**Given exercise:** Please report each line of the records below that contains the word "muscular".
╭──
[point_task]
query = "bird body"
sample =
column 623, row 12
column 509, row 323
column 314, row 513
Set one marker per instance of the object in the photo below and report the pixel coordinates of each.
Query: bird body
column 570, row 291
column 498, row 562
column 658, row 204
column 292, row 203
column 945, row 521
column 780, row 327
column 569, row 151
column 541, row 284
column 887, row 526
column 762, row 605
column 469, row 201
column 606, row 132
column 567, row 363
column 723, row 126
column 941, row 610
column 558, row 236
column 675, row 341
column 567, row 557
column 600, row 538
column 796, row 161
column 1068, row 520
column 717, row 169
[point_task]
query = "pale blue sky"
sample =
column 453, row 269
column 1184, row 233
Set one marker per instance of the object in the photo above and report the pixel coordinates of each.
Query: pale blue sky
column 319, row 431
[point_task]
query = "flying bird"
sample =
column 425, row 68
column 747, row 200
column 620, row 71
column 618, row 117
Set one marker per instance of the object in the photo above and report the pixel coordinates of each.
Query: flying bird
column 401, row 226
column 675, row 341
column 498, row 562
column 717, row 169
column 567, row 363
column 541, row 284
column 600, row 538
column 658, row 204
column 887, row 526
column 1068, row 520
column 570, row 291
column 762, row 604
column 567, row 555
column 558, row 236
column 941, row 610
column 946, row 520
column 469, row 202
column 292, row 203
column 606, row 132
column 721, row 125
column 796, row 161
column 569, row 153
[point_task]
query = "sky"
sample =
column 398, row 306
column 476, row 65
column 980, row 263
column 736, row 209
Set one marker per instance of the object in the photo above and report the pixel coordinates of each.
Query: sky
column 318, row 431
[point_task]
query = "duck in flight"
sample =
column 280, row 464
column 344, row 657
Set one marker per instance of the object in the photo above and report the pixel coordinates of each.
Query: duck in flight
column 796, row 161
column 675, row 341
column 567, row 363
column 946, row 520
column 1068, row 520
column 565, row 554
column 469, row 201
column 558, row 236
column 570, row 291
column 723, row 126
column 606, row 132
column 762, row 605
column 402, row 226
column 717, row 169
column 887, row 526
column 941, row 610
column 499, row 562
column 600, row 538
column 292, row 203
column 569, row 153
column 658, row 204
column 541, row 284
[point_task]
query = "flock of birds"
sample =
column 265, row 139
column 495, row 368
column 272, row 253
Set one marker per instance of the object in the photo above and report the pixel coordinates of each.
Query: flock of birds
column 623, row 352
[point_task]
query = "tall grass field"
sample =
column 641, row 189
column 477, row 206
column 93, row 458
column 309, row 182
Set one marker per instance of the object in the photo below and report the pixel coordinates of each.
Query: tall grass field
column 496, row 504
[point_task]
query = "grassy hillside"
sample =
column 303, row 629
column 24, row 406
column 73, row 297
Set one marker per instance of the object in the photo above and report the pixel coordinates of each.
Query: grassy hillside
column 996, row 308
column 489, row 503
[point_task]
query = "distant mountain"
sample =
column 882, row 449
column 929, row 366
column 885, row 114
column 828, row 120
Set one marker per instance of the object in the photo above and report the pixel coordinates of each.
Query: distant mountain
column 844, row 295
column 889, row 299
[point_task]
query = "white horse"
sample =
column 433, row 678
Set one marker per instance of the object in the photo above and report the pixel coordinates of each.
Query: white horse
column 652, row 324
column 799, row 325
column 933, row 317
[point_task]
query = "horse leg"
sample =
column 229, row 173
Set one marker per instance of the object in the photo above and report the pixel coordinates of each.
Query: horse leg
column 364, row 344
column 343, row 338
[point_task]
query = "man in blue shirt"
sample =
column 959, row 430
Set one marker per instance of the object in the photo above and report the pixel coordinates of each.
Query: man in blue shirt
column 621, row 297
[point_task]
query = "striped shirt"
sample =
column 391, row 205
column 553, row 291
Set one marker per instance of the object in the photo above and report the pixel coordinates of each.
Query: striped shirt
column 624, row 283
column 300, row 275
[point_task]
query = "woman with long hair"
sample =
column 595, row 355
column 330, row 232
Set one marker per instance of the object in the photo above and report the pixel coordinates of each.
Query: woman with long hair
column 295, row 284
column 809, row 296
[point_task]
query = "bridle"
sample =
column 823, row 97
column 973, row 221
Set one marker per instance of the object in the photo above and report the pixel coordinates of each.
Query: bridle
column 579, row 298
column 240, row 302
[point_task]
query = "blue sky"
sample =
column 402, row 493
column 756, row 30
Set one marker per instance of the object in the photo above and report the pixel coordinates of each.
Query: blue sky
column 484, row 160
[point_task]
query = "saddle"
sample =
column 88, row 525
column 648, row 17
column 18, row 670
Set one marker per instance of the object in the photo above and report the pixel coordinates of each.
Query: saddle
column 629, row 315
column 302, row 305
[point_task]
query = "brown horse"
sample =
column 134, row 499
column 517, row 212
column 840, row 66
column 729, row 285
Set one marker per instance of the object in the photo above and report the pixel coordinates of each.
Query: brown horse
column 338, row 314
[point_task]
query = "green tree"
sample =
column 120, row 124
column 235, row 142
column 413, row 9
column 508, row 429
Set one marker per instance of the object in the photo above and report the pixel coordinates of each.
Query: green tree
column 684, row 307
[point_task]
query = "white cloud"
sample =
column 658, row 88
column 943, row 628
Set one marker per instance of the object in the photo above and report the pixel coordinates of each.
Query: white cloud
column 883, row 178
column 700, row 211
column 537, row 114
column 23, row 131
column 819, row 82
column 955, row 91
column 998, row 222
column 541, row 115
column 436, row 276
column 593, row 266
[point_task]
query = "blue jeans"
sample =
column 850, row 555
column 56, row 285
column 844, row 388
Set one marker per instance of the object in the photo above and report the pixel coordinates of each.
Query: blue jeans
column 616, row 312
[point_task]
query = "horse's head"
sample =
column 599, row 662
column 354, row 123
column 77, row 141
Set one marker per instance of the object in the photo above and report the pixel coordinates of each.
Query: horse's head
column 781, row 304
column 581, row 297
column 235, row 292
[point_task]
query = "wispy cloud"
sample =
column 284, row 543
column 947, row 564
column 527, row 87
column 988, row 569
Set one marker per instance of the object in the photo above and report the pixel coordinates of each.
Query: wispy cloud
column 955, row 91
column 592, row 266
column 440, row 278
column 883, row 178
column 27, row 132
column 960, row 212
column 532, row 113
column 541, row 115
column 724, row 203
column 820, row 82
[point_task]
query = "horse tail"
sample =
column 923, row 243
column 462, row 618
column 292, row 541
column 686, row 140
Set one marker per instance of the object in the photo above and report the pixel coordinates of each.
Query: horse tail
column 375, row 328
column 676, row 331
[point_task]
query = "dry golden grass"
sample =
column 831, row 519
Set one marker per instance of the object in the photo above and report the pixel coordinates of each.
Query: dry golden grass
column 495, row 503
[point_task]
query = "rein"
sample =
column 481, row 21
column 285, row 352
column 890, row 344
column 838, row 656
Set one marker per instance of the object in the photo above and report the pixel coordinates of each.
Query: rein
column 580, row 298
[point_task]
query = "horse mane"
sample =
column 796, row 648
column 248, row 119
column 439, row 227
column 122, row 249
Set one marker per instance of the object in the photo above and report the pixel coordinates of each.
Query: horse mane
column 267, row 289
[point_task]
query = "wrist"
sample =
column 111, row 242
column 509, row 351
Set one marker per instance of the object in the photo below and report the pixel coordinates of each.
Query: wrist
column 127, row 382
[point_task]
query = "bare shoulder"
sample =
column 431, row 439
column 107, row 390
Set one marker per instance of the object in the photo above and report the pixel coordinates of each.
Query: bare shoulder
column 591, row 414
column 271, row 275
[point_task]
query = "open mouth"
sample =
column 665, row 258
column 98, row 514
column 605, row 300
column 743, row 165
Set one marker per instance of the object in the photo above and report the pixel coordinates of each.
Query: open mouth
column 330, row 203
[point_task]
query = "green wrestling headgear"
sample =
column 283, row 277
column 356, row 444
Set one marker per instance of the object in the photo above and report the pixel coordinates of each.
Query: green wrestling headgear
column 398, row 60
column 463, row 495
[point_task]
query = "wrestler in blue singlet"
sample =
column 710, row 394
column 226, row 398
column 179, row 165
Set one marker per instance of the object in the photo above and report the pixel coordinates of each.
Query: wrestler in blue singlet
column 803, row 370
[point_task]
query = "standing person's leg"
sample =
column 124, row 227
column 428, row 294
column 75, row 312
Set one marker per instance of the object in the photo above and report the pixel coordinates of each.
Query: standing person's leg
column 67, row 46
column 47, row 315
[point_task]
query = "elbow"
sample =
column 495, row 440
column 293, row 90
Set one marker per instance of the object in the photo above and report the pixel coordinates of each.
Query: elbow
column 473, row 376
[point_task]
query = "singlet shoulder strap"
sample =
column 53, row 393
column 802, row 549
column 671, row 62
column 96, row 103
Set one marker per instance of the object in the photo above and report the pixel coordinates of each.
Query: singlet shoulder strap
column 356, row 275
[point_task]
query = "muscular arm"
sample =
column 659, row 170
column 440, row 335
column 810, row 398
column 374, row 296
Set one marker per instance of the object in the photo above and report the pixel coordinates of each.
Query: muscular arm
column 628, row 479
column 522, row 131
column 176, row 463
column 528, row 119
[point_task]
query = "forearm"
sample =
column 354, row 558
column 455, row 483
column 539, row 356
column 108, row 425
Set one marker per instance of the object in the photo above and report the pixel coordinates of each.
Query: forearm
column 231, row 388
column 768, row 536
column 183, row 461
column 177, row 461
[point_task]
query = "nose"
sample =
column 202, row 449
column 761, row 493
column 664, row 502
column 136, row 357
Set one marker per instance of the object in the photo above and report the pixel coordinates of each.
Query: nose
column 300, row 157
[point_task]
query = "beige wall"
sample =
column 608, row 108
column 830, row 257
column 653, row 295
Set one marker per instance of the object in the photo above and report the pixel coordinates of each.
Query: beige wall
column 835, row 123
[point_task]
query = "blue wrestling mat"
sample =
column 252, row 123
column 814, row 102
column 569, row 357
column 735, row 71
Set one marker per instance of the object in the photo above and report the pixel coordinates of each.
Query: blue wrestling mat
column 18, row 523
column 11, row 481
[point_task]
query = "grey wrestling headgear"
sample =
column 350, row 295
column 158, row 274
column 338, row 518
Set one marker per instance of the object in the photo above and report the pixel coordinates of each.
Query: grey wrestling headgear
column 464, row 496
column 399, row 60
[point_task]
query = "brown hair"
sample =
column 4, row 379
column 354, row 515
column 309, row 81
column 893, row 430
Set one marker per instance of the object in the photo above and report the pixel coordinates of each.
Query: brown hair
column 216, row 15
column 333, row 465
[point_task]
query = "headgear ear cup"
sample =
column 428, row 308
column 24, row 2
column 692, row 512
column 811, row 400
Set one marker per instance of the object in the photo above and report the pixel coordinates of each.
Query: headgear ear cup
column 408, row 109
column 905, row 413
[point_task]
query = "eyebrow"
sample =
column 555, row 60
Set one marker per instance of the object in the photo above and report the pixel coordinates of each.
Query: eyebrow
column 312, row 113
╰──
**Result:**
query = "muscular arm"
Query: muscular arm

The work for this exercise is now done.